__What the task requires__. Could you rewrite the data below with "each instance" in place of every "every instance", leaving everything else unchanged?

__Material provided__.
((

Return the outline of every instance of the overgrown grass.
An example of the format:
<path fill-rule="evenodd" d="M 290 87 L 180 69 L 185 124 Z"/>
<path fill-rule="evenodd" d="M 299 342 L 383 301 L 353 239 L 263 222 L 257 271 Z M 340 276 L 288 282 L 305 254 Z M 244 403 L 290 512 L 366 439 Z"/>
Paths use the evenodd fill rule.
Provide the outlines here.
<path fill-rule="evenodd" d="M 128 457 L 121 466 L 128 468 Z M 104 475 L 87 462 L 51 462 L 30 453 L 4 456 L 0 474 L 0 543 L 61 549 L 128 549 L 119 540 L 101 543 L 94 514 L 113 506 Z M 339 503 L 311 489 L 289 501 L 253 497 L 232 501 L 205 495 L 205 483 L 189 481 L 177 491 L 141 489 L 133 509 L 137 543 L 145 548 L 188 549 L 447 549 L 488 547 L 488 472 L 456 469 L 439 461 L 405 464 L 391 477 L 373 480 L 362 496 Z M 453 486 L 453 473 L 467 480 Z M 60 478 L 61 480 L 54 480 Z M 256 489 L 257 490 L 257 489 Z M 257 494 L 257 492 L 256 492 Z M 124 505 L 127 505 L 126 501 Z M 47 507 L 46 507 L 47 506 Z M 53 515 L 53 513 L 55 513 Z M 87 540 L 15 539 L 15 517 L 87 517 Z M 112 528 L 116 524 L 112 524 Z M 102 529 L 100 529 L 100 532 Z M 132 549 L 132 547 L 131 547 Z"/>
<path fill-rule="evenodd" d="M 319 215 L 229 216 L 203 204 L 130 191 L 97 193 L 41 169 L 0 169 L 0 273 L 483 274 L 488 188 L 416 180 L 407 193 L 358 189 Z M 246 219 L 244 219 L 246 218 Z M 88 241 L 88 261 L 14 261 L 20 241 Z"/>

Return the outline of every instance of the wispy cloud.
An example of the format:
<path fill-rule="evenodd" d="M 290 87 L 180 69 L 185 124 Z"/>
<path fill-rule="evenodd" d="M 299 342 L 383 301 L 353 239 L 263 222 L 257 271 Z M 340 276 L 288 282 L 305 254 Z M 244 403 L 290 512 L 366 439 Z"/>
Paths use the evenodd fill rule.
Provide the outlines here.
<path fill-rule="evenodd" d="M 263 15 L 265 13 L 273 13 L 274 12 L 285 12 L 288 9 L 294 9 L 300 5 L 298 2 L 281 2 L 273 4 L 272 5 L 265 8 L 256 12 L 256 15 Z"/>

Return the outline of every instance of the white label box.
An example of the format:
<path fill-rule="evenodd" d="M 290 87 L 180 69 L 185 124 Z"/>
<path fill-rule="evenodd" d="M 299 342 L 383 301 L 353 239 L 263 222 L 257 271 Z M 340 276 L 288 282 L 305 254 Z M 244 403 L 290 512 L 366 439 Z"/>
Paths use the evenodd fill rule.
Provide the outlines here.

))

__Correct response__.
Return the outline of each instance of the overgrown grass.
An example of the format:
<path fill-rule="evenodd" d="M 290 87 L 180 69 L 185 124 Z"/>
<path fill-rule="evenodd" d="M 299 342 L 383 301 L 353 239 L 263 222 L 257 271 Z M 340 276 L 288 282 L 305 254 Z M 244 403 L 290 512 L 366 439 Z"/>
Paths use the evenodd fill rule.
Provide the outlines here.
<path fill-rule="evenodd" d="M 128 457 L 121 466 L 128 468 Z M 104 475 L 87 462 L 51 462 L 30 453 L 4 456 L 0 474 L 0 543 L 61 549 L 128 549 L 119 540 L 101 543 L 94 514 L 113 506 Z M 339 503 L 311 489 L 289 501 L 253 497 L 232 501 L 205 495 L 205 483 L 189 481 L 177 491 L 141 489 L 133 509 L 137 543 L 145 548 L 188 549 L 447 549 L 488 547 L 488 472 L 456 469 L 439 461 L 405 464 L 391 477 L 373 480 L 362 496 Z M 453 486 L 453 473 L 467 480 Z M 60 478 L 61 480 L 54 480 Z M 256 489 L 257 490 L 257 489 Z M 257 494 L 257 492 L 256 492 Z M 124 505 L 127 505 L 126 501 Z M 47 507 L 46 507 L 47 506 Z M 53 515 L 53 513 L 55 513 Z M 87 540 L 15 539 L 15 517 L 87 517 Z M 112 528 L 116 524 L 112 524 Z M 102 529 L 100 529 L 100 532 Z M 132 549 L 132 547 L 131 547 Z"/>
<path fill-rule="evenodd" d="M 319 215 L 229 216 L 203 204 L 130 191 L 97 193 L 41 169 L 0 169 L 0 273 L 483 274 L 488 188 L 416 180 L 407 193 L 358 189 Z M 246 219 L 244 219 L 246 218 Z M 88 241 L 88 261 L 14 261 L 20 241 Z"/>

Return the outline of each instance of the wispy cloud.
An example of the format:
<path fill-rule="evenodd" d="M 290 87 L 180 69 L 185 124 Z"/>
<path fill-rule="evenodd" d="M 299 342 L 383 301 L 353 239 L 263 222 L 257 271 Z M 340 276 L 288 282 L 305 254 Z M 244 403 L 290 512 L 366 439 Z"/>
Paths use the evenodd fill rule.
Provide the outlines here.
<path fill-rule="evenodd" d="M 263 15 L 265 13 L 273 13 L 274 12 L 285 12 L 288 9 L 294 9 L 300 5 L 298 2 L 281 2 L 273 4 L 272 5 L 265 8 L 256 12 L 256 15 Z"/>

Return the outline of each instance of the white label box.
An example of the format:
<path fill-rule="evenodd" d="M 290 87 L 180 69 L 185 124 Z"/>
<path fill-rule="evenodd" d="M 299 342 L 383 301 L 353 239 L 263 222 L 257 271 Z M 340 276 L 288 282 L 305 254 Z M 244 403 L 290 512 L 366 439 Z"/>
Paths use the evenodd fill rule.
Provide the outlines here.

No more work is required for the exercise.